## START Listed entries
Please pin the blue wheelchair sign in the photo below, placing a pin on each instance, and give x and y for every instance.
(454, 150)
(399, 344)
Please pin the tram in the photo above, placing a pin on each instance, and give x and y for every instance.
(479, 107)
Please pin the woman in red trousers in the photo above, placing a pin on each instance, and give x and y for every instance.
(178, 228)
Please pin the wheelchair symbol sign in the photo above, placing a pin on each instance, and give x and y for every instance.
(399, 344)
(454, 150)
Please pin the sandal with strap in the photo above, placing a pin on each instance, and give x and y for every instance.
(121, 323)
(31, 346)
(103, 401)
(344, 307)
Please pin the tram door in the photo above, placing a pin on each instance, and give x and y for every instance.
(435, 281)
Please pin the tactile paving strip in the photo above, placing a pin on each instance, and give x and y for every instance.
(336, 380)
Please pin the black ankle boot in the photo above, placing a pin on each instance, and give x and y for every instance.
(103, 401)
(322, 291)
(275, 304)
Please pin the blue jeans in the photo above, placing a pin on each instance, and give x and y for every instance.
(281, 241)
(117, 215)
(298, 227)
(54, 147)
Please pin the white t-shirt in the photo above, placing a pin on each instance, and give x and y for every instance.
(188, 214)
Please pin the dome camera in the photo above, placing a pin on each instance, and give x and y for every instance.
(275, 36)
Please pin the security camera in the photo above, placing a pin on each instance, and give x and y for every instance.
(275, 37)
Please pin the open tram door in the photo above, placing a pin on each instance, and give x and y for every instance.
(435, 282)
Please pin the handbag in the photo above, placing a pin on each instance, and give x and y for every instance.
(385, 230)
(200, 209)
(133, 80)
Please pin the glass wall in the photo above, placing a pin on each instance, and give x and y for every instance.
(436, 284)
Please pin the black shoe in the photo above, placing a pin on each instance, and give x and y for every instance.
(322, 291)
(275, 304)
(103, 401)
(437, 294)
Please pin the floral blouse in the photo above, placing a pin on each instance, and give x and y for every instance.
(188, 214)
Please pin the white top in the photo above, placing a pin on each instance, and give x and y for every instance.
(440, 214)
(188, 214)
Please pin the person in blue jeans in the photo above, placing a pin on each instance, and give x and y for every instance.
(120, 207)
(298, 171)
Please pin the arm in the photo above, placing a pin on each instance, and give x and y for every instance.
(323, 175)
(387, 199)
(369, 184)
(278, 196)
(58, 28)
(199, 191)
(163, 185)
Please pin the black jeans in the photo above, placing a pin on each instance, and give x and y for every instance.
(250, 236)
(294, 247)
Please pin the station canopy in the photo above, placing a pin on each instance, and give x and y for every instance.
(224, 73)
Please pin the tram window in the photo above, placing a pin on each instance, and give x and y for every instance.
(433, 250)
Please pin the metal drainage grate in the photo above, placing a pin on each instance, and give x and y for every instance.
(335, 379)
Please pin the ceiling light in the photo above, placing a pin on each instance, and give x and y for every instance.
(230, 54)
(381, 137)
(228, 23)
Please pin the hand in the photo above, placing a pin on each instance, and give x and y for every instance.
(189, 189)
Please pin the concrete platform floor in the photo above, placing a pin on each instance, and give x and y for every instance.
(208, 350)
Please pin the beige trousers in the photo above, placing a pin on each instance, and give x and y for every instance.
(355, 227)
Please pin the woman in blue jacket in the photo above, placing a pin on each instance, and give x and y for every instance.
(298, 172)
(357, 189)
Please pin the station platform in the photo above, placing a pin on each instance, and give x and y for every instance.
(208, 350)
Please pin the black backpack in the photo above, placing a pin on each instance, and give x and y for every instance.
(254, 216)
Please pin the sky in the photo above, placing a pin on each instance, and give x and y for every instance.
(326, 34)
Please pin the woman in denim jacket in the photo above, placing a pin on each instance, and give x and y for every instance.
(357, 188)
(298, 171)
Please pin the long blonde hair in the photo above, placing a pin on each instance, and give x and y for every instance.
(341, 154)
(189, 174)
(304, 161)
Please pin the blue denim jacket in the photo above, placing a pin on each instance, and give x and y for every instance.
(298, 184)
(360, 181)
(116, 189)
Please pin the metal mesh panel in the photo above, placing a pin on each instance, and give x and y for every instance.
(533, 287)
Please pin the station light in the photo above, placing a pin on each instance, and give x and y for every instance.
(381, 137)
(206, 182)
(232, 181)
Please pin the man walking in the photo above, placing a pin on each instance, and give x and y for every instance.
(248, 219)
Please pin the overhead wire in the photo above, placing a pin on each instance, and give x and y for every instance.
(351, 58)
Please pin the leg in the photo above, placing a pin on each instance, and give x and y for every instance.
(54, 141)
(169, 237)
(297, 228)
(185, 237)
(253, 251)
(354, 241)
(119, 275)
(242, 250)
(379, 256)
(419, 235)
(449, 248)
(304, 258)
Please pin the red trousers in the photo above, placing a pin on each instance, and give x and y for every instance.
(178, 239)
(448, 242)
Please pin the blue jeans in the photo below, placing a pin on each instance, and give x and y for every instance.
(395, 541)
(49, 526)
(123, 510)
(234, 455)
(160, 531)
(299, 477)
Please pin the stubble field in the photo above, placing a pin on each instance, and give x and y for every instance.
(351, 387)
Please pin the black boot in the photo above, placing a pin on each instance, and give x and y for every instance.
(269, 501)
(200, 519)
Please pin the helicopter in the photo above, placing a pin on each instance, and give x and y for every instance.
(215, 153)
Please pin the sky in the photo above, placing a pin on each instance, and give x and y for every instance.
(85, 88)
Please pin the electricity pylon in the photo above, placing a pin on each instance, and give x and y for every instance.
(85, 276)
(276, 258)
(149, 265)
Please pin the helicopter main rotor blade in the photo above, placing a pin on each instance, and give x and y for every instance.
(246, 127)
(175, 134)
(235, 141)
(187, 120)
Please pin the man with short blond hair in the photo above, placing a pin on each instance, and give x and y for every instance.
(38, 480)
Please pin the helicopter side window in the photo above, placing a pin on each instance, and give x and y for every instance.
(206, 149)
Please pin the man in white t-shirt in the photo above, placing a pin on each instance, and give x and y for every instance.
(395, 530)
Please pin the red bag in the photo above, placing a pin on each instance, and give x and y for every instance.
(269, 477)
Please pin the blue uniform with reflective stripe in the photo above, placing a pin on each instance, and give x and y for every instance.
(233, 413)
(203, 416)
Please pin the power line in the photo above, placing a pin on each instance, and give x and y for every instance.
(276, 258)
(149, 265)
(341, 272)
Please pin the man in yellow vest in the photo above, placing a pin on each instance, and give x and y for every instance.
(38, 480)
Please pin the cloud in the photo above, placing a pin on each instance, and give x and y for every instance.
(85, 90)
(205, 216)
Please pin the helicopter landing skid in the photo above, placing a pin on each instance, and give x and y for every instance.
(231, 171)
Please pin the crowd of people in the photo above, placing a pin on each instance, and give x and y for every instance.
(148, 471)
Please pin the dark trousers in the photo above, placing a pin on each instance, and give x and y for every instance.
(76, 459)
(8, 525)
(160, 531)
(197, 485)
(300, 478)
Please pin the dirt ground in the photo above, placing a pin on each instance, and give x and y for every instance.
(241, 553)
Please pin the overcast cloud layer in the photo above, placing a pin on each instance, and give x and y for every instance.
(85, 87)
## END Listed entries
Write out the material exactly as given.

Solution for this problem -
Please pin the blue wheelchair sign in the photo below, placing a pin on each instance, and give x and y for every instance.
(454, 150)
(399, 344)
Please pin the tram in the photo above, placing a pin on each instance, and give x and y for every instance.
(479, 107)
Please pin the woman in red trousers in the photo above, placing a pin on each instance, and give x and y for every instance.
(178, 228)
Please pin the wheelchair symbol sign in the photo above, placing a pin on each instance, and give x and y for every instance.
(399, 344)
(454, 150)
Please pin the sandal with strap in the photo above, placing a pin on each instance, and give x and y for every instance.
(121, 323)
(31, 346)
(103, 401)
(344, 307)
Please pin the tram door in the photo above, placing a pin on each instance, and give x and y for every instance.
(435, 281)
Please pin the tactile paving strip in the photo above, placing a pin on each instance, and give x and y for every instance.
(336, 380)
Please pin the black ankle boot in the photo above, placing a pin on each instance, and give x and y for every instance.
(103, 401)
(322, 291)
(275, 304)
Please pin the blue jeans in the photo above, placing a pin on each instance, and give x and y for every instance.
(281, 241)
(117, 215)
(298, 227)
(54, 147)
Please pin the white t-shirt in the photo above, placing a pin on each instance, and give x and y for every instance.
(188, 214)
Please pin the dome camera in the photo above, placing a pin on each instance, and give x and y for every instance.
(275, 36)
Please pin the security camera in the photo above, placing a pin on each instance, and give x and y for every instance.
(275, 37)
Please pin the open tram door in the photo above, placing a pin on each instance, and give x and y for every instance.
(435, 282)
Please pin the handbag in the photo above, placing a pin on each instance, and give x and y for every instance.
(385, 230)
(200, 209)
(133, 80)
Please pin the glass wall in the photo above, placing a pin on each instance, and give x and y for every instance.
(436, 284)
Please pin the black shoe in the photo above, placing a pin on each instance, and give x and y for every instance.
(322, 291)
(275, 304)
(103, 401)
(437, 294)
Please pin the floral blouse in the photo above, placing a pin on each instance, and give x and y for every instance.
(188, 214)
Please pin the white top in the photo above, placing a pin on each instance, and give x and y for every instance.
(440, 214)
(188, 214)
Please pin the person in blue jeans in the photo above, placing a pin on each instance, and give x and y for every instance.
(120, 207)
(298, 171)
Please pin the arm in the photo above, placing a pin on each instance, and give x and y for every instance.
(323, 175)
(387, 199)
(369, 184)
(278, 196)
(58, 28)
(199, 191)
(163, 185)
Please pin the black jeans in the photo above, placing a pin on each instance, and give x and y for every instance.
(250, 236)
(294, 247)
Please pin the station canopy in the photo above, placing a pin on each instance, and give x and y for every instance.
(224, 73)
Please pin the tram window in the photo above, placing a pin on each instance, and give x and y for every instance.
(433, 250)
Please pin the metal drainage grate in the photo above, placing a pin on each instance, and give x and y for every instance.
(335, 379)
Please pin the ceiling light in the photo above, placing a pin on each instance, and give x and y for every instance.
(230, 54)
(381, 137)
(228, 23)
Please pin the hand in the photo above, placing a pin on each instance, and give x and y for every instance.
(189, 189)
Please pin the concrete platform floor in the photo above, placing a pin on each instance, and give x and y for every instance.
(208, 350)
Please pin the beige trousers in the photo above, placing a pin on each instance, and give x and y for every instance.
(355, 227)
Please pin the woman in blue jacket in the photo above, placing a pin on each instance, and give x and y for every instance.
(298, 172)
(357, 189)
Please pin the station platform in the photo above, placing a pin on each instance, and give x and y for every instance.
(208, 350)
Please pin the black backpack in the photo above, placing a pin on each instance, and give x and y for every instance.
(254, 216)
Please pin the sky in the photo above, placing a pin on each instance, and give x and y for every instance.
(326, 34)
Please pin the woman in denim jacket in the photo above, placing a pin on each instance, and give x and y for every instance.
(357, 188)
(298, 171)
Please pin the long blonde hair in the photo above, placing a pin on each instance, and give x and y for every instance.
(341, 154)
(189, 174)
(304, 161)
Please pin the blue denim jacket in the photo above, placing a pin on each instance, and give x and y for every instance.
(298, 184)
(360, 181)
(116, 189)
Please pin the metal mesh panel in the photo above, placing a pin on each instance, and give x and y for every instance.
(533, 287)
Please pin the station light in the photo above, placing a pin on each instance, and give x and y for every instance.
(381, 137)
(206, 182)
(232, 181)
Please pin the man walking in the photo above, placing a pin on each instance, and give x and y for every instance.
(248, 219)
Please pin the overhead wire in the photo above, placing a pin on each instance, and give x and y for every instance.
(351, 58)
Please pin the leg in the photo above, placing a pin on each instance, and give x and y for every instance.
(54, 141)
(169, 237)
(297, 228)
(185, 237)
(253, 251)
(354, 241)
(119, 275)
(242, 250)
(379, 256)
(419, 235)
(449, 248)
(304, 258)
Please pin the red trousers in the photo above, placing a pin on each instance, and give x and y for every instance.
(178, 239)
(448, 242)
Please pin the blue jeans in the photo below, placing a pin on each instance, and give x and y for every instance.
(395, 541)
(49, 526)
(123, 510)
(234, 455)
(160, 531)
(299, 477)
Please pin the stubble field in the photo above, placing a pin on each instance, and give x and y for every instance.
(351, 387)
Please pin the black boot in the photo above, placing a pin on each instance, and give x and y for every instance.
(269, 501)
(200, 519)
Please pin the helicopter in the photo above, placing a pin on each instance, and give x and y for every instance.
(215, 153)
Please pin the sky in the photo above, placing a pin on each instance, and give x and y for every instance.
(85, 88)
Please pin the electricity pylon in the photo above, placing a pin on each instance, and give x and y for every instance.
(85, 276)
(276, 258)
(149, 265)
Please pin the helicopter main rotor blade in the photo above, placing a pin on each instance, and give x and y for every instance.
(246, 127)
(175, 134)
(235, 141)
(187, 120)
Please pin the man with short blond hair in the photo above, placing a pin on each instance, and give x and y for every instance.
(38, 480)
Please pin the helicopter side window in the photo above, placing a pin on each instance, and give x and y for every instance.
(206, 149)
Please pin the man in white t-shirt in the photo above, placing a pin on each instance, and give x and y for every instance.
(395, 530)
Please pin the red bag in the photo above, placing a pin on each instance, and give x and y for every instance.
(269, 477)
Please pin the blue uniform with reflective stripe in the photo above, placing a pin on each instance, and give x and y for every instance.
(233, 413)
(203, 416)
Please pin the power line in the photo above, placing a pin on each instance, and give x and y for every instance.
(276, 258)
(149, 265)
(341, 272)
Please pin the man in yellow vest in the photo above, placing a pin on each instance, and give x and y for every instance.
(38, 480)
Please pin the cloud in the photo above, placing a pin on each instance, and give x and y for every instance.
(85, 90)
(205, 216)
Please pin the helicopter landing skid in the photo above, placing a pin on each instance, and give x and y for every instance.
(231, 171)
Please pin the crowd of people in the photo above, placing a pin on each instance, and give x and y for every instance.
(148, 471)
Please pin the dark trousers in the photo above, placing a pin on each instance, and give x and y for every instance.
(76, 459)
(8, 525)
(160, 531)
(197, 485)
(300, 478)
Please pin the dirt ground in the photo above, placing a pin on each instance, and give x and y for every instance.
(241, 553)
Please pin the overcast cloud layer in the photo above, placing a pin on each instance, and give x and y for every instance.
(85, 87)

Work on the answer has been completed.